24. Since listing on the ASX, shares in MYOB have traded in the range of approximately $0.38 to $5.30.

25. There have been no recent disposals of major assets or extraordinary transactions that have given rise to a profit which could be seen to relate to the proposed distribution of share capital.

Timeline

26. Subject to shareholder approval which will be sought at the Annual General Meeting scheduled for 24 April 2008, the proposed share capital reduction and the proposed special dividend ex-date will occur on 28 April 2008, Record Date will occur on 2 May 2008 and payment to shareholders will be completed by 9 May 2008.

Ruling

Capital return is not a dividend

27. The proposed return of capital will not be a dividend, as defined in subsection 6(1) of the ITAA 1936.

Capital return is not ordinary income

28. The proposed return of capital will not constitute ordinary income and hence will not be assessable to shareholders under subsection 6-5(1) of the ITAA 1997.

Capital gains tax

29. CGT event G1 (section 104-135 of the ITAA 1997) will happen when MYOB pays the return of capital to a registered shareholder in respect of a MYOB share that they own at both the Record Date and the date of payment.

30. CGT event C2 (section 104-25 of the ITAA 1997) will happen when MYOB pays the return of capital to a shareholder in respect of a MYOB share that they owned at the Record Date but which they ceased to own before the date of payment.

Sections 45A and 45B

31. The Commissioner will not make a determination under section 45A of the ITAA 1936 that section 45C of the ITAA 1936 applies to the proposed return of capital.

32. The Commissioner will not make a determination under section 45B of the ITAA 1936 that section 45C of the ITAA 1936 applies to the whole or any part of the proposed return of capital.

Imputation benefits

33. The Commissioner will not make a determination under subsection 177EA(5) of the ITAA 1936 to deny the whole, or any part, of the imputation benefits received by shareholders in relation to the proposed special dividend.

34. The Commissioner will not make a determination under subsection 204-30(3) of the ITAA 1997 to deny the whole, or any part, of the imputation benefits received by shareholders under the proposed special dividend.

# Set task:
Transcribe the passage of the MYOB capital return ruling starting at "28. The proposed" and ending at "and the date of payment.".

# Excerpted data:
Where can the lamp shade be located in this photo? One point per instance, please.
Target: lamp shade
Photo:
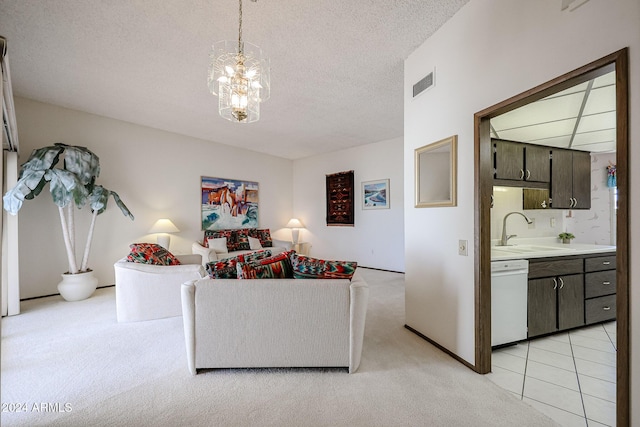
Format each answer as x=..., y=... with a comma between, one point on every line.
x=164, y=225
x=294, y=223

...

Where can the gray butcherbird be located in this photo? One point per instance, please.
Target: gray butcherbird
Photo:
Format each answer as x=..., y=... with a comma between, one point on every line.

--

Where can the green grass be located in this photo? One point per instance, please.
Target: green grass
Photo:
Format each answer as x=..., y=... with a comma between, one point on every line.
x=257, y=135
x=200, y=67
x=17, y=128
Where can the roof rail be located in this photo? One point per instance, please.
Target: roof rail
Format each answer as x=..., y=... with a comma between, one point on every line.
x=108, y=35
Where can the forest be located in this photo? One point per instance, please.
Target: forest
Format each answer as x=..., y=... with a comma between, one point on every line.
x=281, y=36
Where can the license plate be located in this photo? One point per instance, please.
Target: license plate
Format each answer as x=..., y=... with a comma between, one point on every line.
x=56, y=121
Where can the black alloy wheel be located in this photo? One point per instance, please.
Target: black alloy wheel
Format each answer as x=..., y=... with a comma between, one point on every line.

# Answer for the task:
28. The proposed return of capital will not constitute ordinary income and hence will not be assessable to shareholders under subsection 6-5(1) of the ITAA 1997.

Capital gains tax

29. CGT event G1 (section 104-135 of the ITAA 1997) will happen when MYOB pays the return of capital to a registered shareholder in respect of a MYOB share that they own at both the Record Date and the date of payment.